**Required action:** Check each line of the material. Copy those containing "glass".

**Input data:**
____________

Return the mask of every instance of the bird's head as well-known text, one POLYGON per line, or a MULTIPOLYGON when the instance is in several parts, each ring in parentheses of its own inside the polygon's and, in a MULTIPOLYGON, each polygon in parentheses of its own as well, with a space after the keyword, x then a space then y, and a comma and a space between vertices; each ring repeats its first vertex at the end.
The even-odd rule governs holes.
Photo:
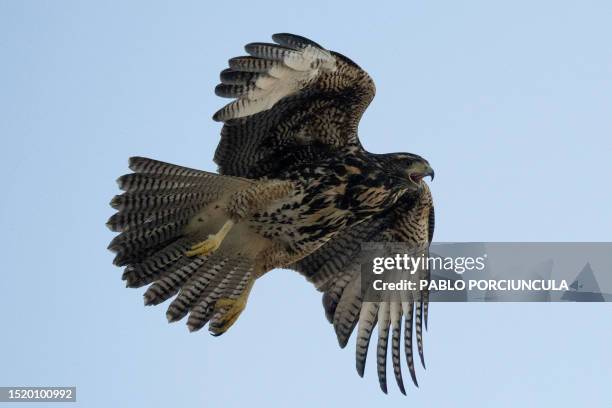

____________

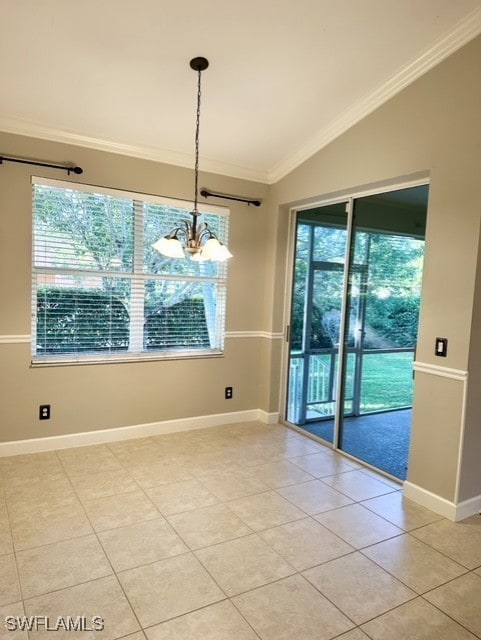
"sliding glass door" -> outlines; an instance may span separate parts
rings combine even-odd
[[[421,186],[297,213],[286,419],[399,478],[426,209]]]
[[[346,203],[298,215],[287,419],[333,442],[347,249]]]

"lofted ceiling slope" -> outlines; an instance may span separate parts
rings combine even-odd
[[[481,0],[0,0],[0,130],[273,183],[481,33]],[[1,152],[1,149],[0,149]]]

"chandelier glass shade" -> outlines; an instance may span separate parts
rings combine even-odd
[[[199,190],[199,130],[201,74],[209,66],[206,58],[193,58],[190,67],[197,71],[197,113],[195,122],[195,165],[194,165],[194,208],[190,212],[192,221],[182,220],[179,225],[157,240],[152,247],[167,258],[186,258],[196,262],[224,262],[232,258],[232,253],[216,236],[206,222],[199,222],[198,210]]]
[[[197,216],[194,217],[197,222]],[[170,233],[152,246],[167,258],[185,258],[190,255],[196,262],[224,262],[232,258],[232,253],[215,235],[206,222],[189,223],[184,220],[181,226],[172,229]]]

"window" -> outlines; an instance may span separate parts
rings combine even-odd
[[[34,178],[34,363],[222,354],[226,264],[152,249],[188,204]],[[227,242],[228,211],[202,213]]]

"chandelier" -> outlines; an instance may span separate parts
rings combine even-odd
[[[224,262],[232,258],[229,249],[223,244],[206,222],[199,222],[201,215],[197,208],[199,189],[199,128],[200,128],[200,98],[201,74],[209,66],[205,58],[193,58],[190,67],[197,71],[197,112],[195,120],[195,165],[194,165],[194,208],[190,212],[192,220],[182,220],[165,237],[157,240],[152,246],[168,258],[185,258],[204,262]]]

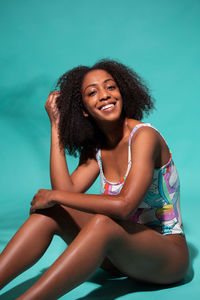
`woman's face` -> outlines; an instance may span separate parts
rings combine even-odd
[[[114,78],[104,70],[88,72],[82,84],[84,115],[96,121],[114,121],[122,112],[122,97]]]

____________

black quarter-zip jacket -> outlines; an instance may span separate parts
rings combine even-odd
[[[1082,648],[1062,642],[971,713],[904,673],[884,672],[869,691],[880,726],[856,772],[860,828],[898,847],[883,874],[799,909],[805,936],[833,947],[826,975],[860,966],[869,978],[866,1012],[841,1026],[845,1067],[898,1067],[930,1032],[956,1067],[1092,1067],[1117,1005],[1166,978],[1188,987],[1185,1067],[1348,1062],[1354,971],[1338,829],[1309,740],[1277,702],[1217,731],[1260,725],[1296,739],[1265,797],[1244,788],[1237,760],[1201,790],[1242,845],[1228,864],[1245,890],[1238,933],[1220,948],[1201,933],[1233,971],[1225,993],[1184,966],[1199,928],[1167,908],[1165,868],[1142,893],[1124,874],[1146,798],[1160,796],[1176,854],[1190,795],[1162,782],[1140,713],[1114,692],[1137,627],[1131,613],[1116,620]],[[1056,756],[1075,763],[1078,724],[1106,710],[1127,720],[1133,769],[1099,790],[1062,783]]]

____________

**Written solution:**
"sliding glass door" -> outlines; an instance may span separate parts
"chandelier glass shade" -> outlines; an instance may span separate parts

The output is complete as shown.